> **Extrait du document**:
■ ■ ■ ■ ■

Le lien de l’économie du développement avec l’histoire s’est ensuite distendu, alors que la spécialisation de la discipline s’approfondissait, conduisant à traiter séparément des politiques macroéconomiques, du commerce international, de l’agriculture, de l’éducation, etc., comme le regrettait Paul Krugman il y a plus de vingt-cinq ans. Par ailleurs, la chute du mur de Berlin et l’émergence de l’Asie de l’Est avaient rendu désuète l’idée d’une communauté de problèmes partagés par un « Tiers-Monde ».

LE RETOUR DE L’HISTOIRE ÉCONOMIQUE
Il n’empêche que dans l’ordre politique, le mouvement des BRICS (Brésil-Russie-Inde-Chine-Afrique du Sud) et la diplomatie économique de la Chine tentent de réactiver les alliances, sinon la solidarité, d’un monde non-occidental. La question des migrations en Europe et en Amérique du Nord, les printemps arabes, et le débat sur les responsabilités séculaires dans le changement climatique réactivent aussi les difficultés de la relation Nord-Sud et font resurgir un passé colonial pas encore dépassé.

Aujourd’hui, certains économistes recherchent à nouveau dans l’histoire les institutions fondamentales expliquant le succès et la prospérité des nations, tandis que d’autres s’efforcent d’éclaircir en quoi deux décennies de recherches microéconomiques sur les ménages et les entreprises des pays pauvres renouvellent notre compréhension du développement à l’échelle macroscopique. Plus généralement, l’histoire économique est de retour, celle du capitalisme tout autant que celle du développement. Cependant, le creux de la vague qu’elle a connu, tant du côté de l’économie que de l’histoire, implique que nos connaissances factuelles sur l’époque coloniale et impériale, et même sur le tournant crucial de la décolonisation, n’ont guère progressé par rapport aux années 1970. La base de données est restée celle qu’avaient constituée, de manière très partielle, des économistes marxistes comme Samir Amin récemment disparu, ou des historiens du capitalisme métropolitain comme Jacques Marseille, pour prendre le cas de l’Empire colonial français.

■ ■ ■ ■ ■

> **Données fournies**:

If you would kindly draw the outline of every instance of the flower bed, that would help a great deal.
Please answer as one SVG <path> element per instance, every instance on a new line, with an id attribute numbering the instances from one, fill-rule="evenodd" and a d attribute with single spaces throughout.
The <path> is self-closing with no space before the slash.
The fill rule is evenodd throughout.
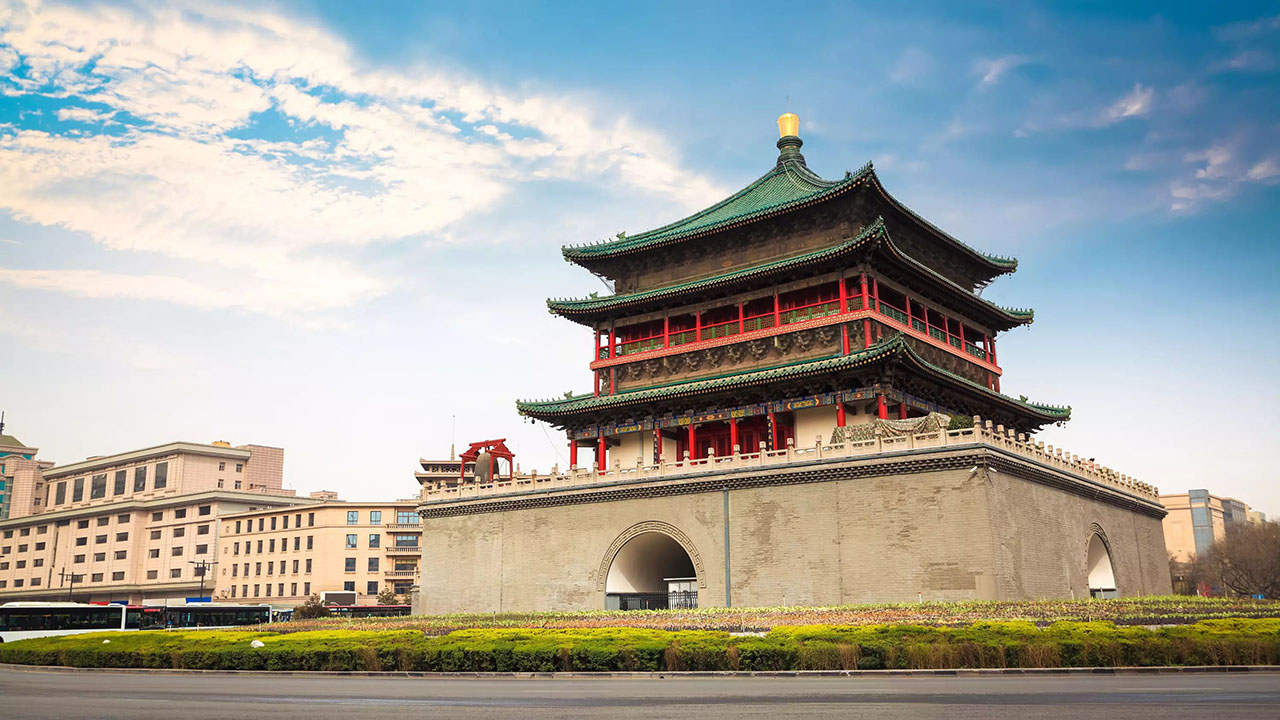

■ ■ ■ ■ ■

> **Travail demandé**: D'après l'extrait du document, quels pays composent le mouvement des BRICS ?

> **Réponse rédigée**: Le Brésil, la Russie, l'Inde, la Chine et l'Afrique du Sud.